§ **Compito da svolgere**
Copia fedelmente il brano del testo sull'indicizzazione distribuita che va da "L'idea alla base" fino a "e gli slaves." compreso.

§ **Testo fornito**
Fino al 2004 Google utilizzava approcci simili a quelli descritti nella precedente lezione per gestire la costruzione degli indici. In particolare l'indicizzazione veniva fatta su una macchina, o comunque in modo indipendente su più macchine. Ad un certo punto però è stato necessario effettuare una indicizzazione distribuita su più macchine. È nato quindi il famoso paradigma MapReduce, che si basa sull'utilizzo di una architettura distribuita master/slave per risolvere problemi che necessitano l'elaborazione di grandi quantità di dati.
Esempio: Consideriamo di avere una server farm di \(1000\) computers, in cui ogni nodo ha il \(99.9\%\) di uptime. Qual è l'uptime del sistema, ovvero qual è la percentuale di tempo in cui tutte le macchina sono accese? Tale probabilità è così calcolata
\[P(\text{tutte macchine accese}) = (0.999)^{1000} \approx 0.367\]
Notiamo che lavorare in modo distribuito con tanti server garantisce delle proprietà interessanti. Ad esempio la probabilità che tutti i nodi siano spenti o rotti è pari a
\[P(\text{tutte macchine spente}) = (0.0001)^{1000}\]
che è una probabilità estremamente bassa.
L'idea alla base della maggior parte delle tecniche per gestire un indice in modo distribuito è quella di classificare le macchine del nostro cluster in due classi: i masters, e gli slaves.
Le macchine master sono considerate safe da eventuali guasti, e dunque bisogna continuamente controllare che stiano lavorando in modo corretto. Il loro compito consiste nel coordinare il lavoro da svolger assegnando ai vari slaves particolari segmenti del lavoro globale. Tipicamente esistono delle macchine master di backup in caso quelle correnti smettino di funzionare. In generale però i masters occupano una frazione molto ridotta del cluster di macchine a nostra disposizione.

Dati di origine

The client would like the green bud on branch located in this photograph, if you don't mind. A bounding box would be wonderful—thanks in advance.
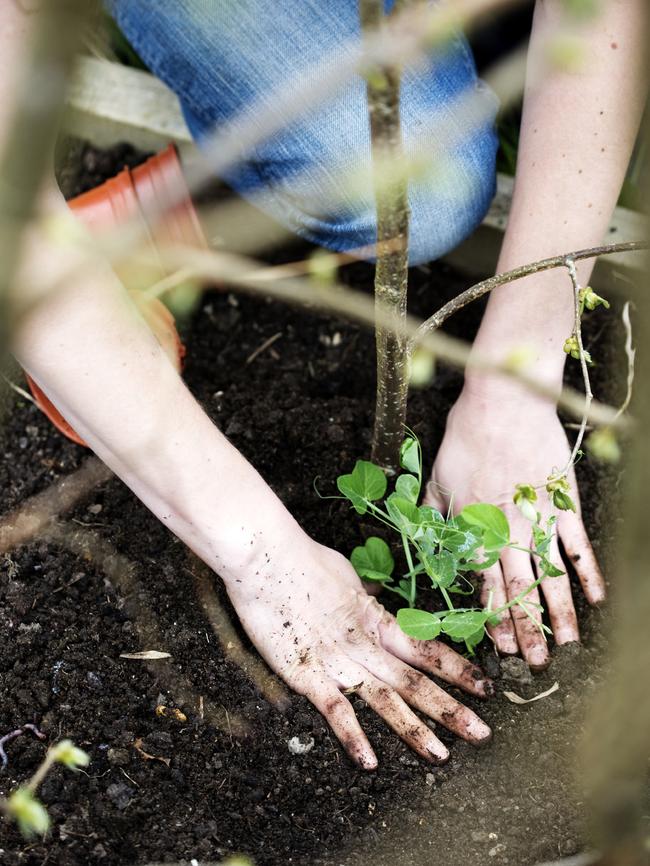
[512,484,539,523]
[52,740,90,770]
[564,334,593,366]
[546,475,576,511]
[578,286,610,315]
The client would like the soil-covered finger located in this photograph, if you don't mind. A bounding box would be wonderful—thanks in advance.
[480,564,519,655]
[357,676,449,763]
[558,511,606,604]
[362,652,492,745]
[305,683,378,770]
[501,550,551,670]
[380,618,494,698]
[535,539,580,644]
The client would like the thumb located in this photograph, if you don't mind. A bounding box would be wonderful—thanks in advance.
[422,475,447,514]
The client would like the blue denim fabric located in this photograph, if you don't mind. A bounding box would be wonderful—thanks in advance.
[106,0,497,264]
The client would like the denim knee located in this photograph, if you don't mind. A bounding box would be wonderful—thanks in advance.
[110,0,496,264]
[294,124,497,266]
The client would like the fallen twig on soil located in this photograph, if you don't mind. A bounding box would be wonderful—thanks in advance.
[0,457,113,553]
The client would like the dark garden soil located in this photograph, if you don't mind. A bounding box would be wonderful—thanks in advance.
[0,149,622,866]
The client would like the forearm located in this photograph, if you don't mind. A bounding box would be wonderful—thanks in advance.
[13,191,297,583]
[468,0,646,389]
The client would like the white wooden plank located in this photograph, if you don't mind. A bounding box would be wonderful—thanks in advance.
[64,57,194,150]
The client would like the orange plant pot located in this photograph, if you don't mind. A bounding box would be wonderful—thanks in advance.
[26,144,208,446]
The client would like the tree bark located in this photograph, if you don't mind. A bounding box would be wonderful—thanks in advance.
[359,0,409,472]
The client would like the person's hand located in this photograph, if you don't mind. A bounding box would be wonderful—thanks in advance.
[228,534,492,770]
[425,386,605,669]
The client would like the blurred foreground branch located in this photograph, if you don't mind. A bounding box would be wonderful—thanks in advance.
[0,0,91,356]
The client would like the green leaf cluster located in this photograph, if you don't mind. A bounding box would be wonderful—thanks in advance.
[337,433,569,652]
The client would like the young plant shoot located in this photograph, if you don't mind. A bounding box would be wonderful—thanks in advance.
[337,433,564,653]
[0,740,90,839]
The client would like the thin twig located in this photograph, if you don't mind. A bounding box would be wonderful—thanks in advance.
[411,241,648,350]
[0,373,36,405]
[614,301,636,420]
[548,258,594,483]
[246,331,282,365]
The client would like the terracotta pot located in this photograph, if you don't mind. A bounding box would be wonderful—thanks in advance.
[26,144,207,445]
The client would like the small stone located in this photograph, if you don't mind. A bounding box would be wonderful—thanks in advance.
[106,782,135,810]
[86,671,104,692]
[500,657,533,685]
[106,749,130,767]
[287,735,315,755]
[482,653,501,679]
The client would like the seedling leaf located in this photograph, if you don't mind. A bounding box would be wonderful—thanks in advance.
[442,610,490,643]
[460,502,510,551]
[397,607,441,640]
[395,475,420,504]
[336,460,387,514]
[386,493,420,535]
[399,436,421,475]
[350,536,395,581]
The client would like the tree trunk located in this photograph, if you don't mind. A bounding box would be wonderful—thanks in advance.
[359,0,409,472]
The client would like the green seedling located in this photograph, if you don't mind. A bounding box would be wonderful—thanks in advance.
[337,433,564,653]
[0,740,90,839]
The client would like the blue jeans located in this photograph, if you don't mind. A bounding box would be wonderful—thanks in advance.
[106,0,497,264]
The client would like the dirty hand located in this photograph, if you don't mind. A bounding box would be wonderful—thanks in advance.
[228,535,492,770]
[426,385,605,669]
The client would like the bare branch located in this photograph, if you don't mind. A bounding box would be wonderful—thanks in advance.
[411,241,648,350]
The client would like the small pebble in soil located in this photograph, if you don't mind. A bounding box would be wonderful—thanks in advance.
[287,735,314,755]
[106,749,130,767]
[106,782,135,810]
[500,658,533,685]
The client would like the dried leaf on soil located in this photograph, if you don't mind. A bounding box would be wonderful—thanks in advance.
[503,682,560,704]
[120,650,171,661]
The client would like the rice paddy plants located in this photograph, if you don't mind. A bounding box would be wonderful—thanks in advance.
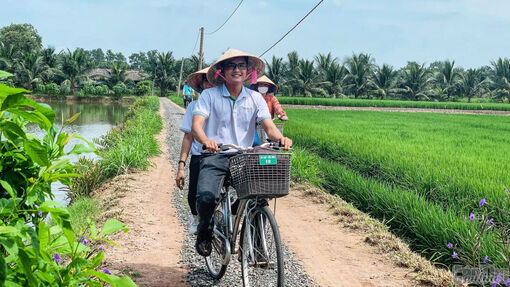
[285,109,510,264]
[278,97,510,111]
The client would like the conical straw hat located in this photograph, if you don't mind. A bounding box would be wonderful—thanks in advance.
[257,75,278,93]
[186,67,209,91]
[207,49,266,85]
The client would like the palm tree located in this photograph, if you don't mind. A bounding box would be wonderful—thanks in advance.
[108,62,127,87]
[315,53,338,79]
[266,56,286,86]
[289,59,326,97]
[345,54,374,99]
[0,42,14,72]
[61,48,89,95]
[459,69,488,103]
[436,61,460,101]
[490,58,510,98]
[154,52,175,97]
[370,64,398,100]
[17,51,48,90]
[400,62,432,101]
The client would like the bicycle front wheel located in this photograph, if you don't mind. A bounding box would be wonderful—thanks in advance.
[241,206,284,287]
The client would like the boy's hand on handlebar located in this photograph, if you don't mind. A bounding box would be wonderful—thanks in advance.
[280,137,292,150]
[204,140,220,152]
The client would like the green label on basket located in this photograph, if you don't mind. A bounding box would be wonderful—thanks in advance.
[259,154,276,165]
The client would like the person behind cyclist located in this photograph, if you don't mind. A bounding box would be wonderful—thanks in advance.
[175,68,214,234]
[250,75,289,121]
[250,75,289,146]
[182,81,195,107]
[192,49,292,256]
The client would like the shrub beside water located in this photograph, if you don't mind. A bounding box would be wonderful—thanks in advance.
[69,97,163,198]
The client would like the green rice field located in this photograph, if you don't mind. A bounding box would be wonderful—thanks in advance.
[278,96,510,111]
[285,109,510,263]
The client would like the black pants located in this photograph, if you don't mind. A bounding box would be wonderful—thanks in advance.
[188,155,200,215]
[197,153,236,236]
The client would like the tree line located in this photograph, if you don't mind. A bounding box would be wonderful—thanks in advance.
[0,24,510,102]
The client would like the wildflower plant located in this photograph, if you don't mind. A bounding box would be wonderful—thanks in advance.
[447,188,510,287]
[0,71,135,286]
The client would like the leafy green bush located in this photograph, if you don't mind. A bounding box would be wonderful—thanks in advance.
[112,83,126,98]
[95,85,110,96]
[82,84,96,95]
[98,97,163,178]
[135,80,152,96]
[46,83,60,96]
[33,84,46,94]
[0,75,135,286]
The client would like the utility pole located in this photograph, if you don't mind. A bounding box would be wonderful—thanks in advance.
[198,27,204,71]
[177,57,184,100]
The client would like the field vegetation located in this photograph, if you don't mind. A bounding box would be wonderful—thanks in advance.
[285,110,510,265]
[278,96,510,111]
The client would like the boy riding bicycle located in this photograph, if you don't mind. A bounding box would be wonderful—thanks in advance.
[192,49,292,256]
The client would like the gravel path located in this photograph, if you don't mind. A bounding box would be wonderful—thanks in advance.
[161,99,316,287]
[282,105,510,116]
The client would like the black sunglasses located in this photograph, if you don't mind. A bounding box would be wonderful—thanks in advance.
[223,62,248,70]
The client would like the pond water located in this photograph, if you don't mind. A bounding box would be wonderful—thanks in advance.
[27,101,129,205]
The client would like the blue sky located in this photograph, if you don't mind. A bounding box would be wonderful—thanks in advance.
[0,0,510,68]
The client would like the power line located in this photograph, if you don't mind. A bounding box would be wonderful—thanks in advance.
[205,0,243,35]
[259,0,324,58]
[191,29,200,55]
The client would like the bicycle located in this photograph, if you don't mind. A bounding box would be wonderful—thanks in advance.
[205,143,291,286]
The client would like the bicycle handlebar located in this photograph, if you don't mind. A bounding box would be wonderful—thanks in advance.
[202,142,283,152]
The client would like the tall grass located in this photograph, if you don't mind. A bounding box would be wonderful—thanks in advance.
[101,97,163,178]
[68,97,163,201]
[285,109,510,266]
[278,97,510,111]
[292,151,502,264]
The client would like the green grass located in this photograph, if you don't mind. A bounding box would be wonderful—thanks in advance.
[278,97,510,111]
[67,197,101,238]
[285,109,510,263]
[100,96,163,178]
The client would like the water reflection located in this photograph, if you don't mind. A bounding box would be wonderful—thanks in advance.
[27,101,129,205]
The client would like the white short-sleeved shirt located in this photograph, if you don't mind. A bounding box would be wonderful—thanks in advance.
[193,85,271,148]
[179,101,202,155]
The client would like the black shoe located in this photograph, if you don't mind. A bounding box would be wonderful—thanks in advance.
[195,232,212,257]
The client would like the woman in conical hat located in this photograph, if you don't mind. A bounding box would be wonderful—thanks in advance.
[250,75,289,121]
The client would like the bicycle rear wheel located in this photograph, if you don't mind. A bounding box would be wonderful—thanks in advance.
[241,206,284,287]
[205,204,230,279]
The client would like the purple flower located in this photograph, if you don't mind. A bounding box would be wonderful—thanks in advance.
[80,235,90,245]
[492,272,503,284]
[53,253,62,263]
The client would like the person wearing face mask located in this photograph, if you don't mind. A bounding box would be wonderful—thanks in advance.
[175,68,214,234]
[255,76,289,121]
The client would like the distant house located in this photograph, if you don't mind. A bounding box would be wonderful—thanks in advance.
[86,68,145,84]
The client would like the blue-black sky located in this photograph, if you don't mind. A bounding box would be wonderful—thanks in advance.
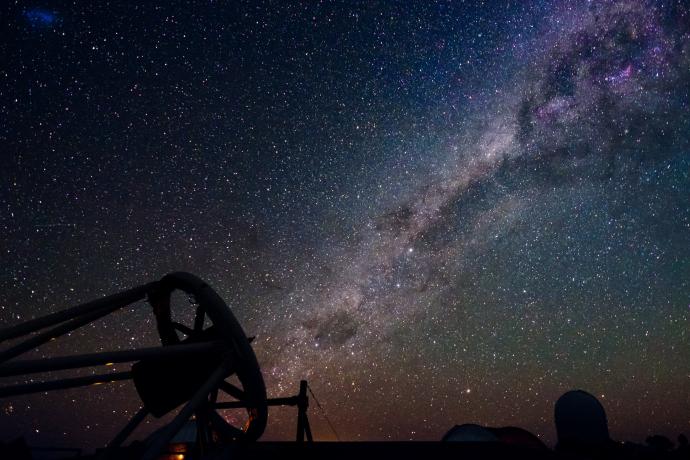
[0,0,690,445]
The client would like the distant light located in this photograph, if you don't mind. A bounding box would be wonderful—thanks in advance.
[24,8,57,27]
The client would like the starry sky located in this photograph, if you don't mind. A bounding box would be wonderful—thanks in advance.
[0,0,690,447]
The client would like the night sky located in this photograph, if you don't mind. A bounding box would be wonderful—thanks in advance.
[0,0,690,447]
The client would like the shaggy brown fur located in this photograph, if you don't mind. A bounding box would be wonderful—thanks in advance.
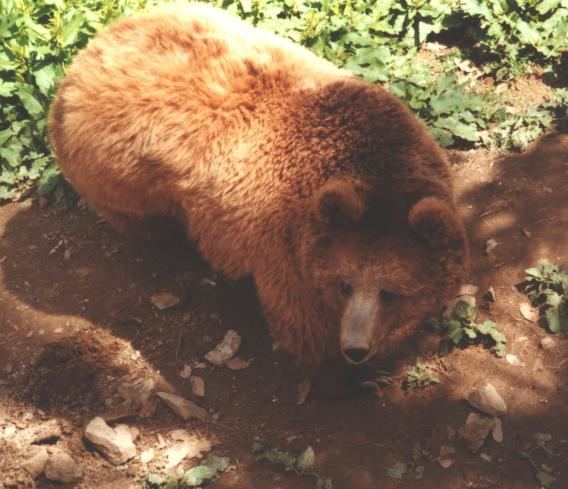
[49,4,466,374]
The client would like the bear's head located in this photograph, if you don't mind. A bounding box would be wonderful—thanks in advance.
[309,179,467,364]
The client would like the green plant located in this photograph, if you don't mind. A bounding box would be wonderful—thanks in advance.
[402,358,440,391]
[251,442,333,489]
[0,0,158,200]
[440,300,507,357]
[143,456,229,489]
[460,0,568,78]
[523,259,568,333]
[0,0,568,203]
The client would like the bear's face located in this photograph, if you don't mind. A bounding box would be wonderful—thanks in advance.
[312,181,467,364]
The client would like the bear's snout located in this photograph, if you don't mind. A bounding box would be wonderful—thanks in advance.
[339,294,379,365]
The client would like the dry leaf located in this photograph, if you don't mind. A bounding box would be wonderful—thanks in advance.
[205,329,241,367]
[225,357,253,370]
[296,379,312,406]
[189,375,205,397]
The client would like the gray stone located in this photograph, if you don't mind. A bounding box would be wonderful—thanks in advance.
[44,451,83,484]
[467,382,507,416]
[22,445,49,479]
[85,417,136,465]
[156,392,207,421]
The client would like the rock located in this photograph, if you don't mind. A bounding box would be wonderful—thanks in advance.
[438,445,456,469]
[156,392,207,421]
[179,364,191,379]
[458,413,495,453]
[22,445,49,479]
[505,353,521,367]
[519,302,539,323]
[85,417,136,465]
[443,292,477,319]
[479,452,492,463]
[457,284,479,297]
[2,423,17,440]
[44,451,83,484]
[165,430,211,470]
[189,375,205,397]
[225,357,253,370]
[540,336,556,350]
[150,292,181,311]
[140,448,155,464]
[205,329,241,367]
[485,238,499,255]
[533,433,552,447]
[156,433,166,448]
[491,418,503,443]
[117,378,156,418]
[467,382,507,416]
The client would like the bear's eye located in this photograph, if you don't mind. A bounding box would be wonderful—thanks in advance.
[339,280,353,297]
[379,289,398,304]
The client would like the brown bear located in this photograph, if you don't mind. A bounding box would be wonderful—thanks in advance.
[49,3,467,376]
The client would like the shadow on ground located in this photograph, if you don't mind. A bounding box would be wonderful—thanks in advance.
[0,136,568,489]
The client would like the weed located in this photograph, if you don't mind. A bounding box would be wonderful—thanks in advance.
[402,358,440,391]
[440,300,507,357]
[523,260,568,333]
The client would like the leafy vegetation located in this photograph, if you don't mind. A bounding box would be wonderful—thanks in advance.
[251,442,333,489]
[0,0,568,200]
[440,300,507,357]
[402,358,440,391]
[524,260,568,333]
[144,456,229,489]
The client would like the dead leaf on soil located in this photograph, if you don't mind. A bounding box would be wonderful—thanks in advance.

§ **Risposta completa**
L'idea alla base della maggior parte delle tecniche per gestire un indice in modo distribuito è quella di classificare le macchine del nostro cluster in due classi: i masters, e gli slaves.